TASK ITEM:
Reproduce word for word the part of the food pantry article below that runs between "WASHINGTON, D.C. —" and "past few years.", inclusive.

PAGE EXTRACT:
Content starts
WASHINGTON, D.C. — For a while now, not much has gone right for Mary Ogeltree, her husband, Derek, and their 16-year-old son, Darian, as they have faced financial problems due to job loss and various health crises over the past few years.

But the family living in suburban Washington sees a glimmer of hope in help from the food pantry at St. Hugh’s Parish in Greenbelt, Maryland, which receives a grant from funds it helps collect for Catholic Relief Services’ annual Lenten Rice Bowl program.

In 2017, nearly 14,000 Catholic parishes and schools across the U.S. participated in CRS Rice Bowl. The figures for participation in the program this year won’t be compiled until this summer, and though Lent 2018 has now passed, people can still give to the program via a link to the CRS program.

“At first, it’s embarrassing to say we needed help,” Mary Ogeltree told Catholic News Service in a phone interview after a recent hospital stay. She had fallen and broken her hip, femur and left knee; she also has long suffered from lupus and Crohn’s disease.
Content ends
DATA SUPPLIED:
Content starts
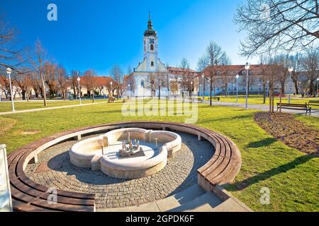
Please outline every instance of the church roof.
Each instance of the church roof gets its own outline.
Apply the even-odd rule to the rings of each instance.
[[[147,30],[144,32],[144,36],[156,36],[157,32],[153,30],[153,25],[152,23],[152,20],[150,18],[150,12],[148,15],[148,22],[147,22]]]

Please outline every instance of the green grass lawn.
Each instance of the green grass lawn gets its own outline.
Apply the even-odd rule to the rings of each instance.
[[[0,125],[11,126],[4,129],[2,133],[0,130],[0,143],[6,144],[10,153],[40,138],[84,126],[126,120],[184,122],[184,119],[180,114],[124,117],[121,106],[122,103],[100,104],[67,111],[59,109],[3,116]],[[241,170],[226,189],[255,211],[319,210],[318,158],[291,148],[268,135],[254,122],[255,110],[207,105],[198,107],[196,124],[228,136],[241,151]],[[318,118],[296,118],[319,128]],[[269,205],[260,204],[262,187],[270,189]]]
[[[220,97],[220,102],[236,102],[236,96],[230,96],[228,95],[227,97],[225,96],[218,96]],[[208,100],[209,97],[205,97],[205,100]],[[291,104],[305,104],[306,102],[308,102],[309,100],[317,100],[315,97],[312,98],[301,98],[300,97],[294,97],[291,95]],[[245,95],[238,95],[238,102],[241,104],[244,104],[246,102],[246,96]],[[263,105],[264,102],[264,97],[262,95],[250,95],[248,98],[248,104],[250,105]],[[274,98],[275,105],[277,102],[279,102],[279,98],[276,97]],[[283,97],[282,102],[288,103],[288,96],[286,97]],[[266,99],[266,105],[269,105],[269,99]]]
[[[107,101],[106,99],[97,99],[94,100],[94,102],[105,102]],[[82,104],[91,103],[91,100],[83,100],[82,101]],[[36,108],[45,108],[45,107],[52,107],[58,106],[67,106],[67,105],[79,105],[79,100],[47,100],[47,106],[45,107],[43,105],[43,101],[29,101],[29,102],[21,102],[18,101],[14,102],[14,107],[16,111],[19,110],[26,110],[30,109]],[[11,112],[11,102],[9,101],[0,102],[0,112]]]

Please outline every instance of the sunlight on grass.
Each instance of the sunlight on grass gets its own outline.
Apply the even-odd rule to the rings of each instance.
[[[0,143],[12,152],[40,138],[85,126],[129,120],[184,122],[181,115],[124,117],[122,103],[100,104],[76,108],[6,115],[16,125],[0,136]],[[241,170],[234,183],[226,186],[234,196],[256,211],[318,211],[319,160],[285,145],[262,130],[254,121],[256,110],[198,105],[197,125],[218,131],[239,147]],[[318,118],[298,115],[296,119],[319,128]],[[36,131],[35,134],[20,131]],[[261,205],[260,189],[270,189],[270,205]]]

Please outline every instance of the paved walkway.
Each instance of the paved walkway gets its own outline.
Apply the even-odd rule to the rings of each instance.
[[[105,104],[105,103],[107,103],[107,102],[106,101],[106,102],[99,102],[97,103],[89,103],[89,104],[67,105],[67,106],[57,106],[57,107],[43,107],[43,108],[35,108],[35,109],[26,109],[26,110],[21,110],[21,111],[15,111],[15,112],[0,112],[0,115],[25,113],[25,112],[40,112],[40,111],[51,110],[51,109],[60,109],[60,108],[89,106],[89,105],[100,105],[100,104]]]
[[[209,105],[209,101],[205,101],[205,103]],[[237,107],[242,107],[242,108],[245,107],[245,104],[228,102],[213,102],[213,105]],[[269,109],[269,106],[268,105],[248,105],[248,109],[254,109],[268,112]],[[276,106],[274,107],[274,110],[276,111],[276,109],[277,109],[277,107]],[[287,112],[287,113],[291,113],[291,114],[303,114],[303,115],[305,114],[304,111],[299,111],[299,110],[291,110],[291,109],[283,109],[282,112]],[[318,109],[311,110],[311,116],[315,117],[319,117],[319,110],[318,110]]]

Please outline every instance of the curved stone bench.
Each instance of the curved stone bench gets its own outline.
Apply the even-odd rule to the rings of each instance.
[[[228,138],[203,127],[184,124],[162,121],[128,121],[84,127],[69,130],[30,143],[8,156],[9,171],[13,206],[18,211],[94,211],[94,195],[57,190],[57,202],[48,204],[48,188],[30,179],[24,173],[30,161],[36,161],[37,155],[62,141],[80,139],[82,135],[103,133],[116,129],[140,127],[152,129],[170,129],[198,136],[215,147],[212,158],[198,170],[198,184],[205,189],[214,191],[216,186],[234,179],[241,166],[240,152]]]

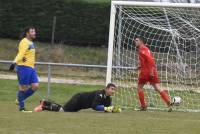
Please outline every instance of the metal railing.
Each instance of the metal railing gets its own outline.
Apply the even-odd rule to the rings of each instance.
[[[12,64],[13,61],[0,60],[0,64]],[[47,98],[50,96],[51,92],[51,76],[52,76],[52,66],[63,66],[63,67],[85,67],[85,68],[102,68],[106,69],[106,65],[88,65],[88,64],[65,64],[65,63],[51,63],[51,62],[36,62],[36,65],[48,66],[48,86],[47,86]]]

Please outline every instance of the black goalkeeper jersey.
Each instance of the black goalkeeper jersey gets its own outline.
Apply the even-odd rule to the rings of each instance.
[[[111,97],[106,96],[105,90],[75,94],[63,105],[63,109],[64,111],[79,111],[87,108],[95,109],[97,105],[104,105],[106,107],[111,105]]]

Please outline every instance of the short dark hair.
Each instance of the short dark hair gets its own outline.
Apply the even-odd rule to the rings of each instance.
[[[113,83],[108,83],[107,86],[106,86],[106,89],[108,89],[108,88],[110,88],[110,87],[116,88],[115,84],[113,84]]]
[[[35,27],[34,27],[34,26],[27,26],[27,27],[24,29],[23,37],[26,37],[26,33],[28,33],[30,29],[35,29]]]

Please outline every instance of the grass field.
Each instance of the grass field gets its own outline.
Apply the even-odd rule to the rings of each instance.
Content ends
RESULT FOR THIS TASK:
WASHINGTON, D.C. — For a while now, not much has gone right for Mary Ogeltree, her husband, Derek, and their 16-year-old son, Darian, as they have faced financial problems due to job loss and various health crises over the past few years.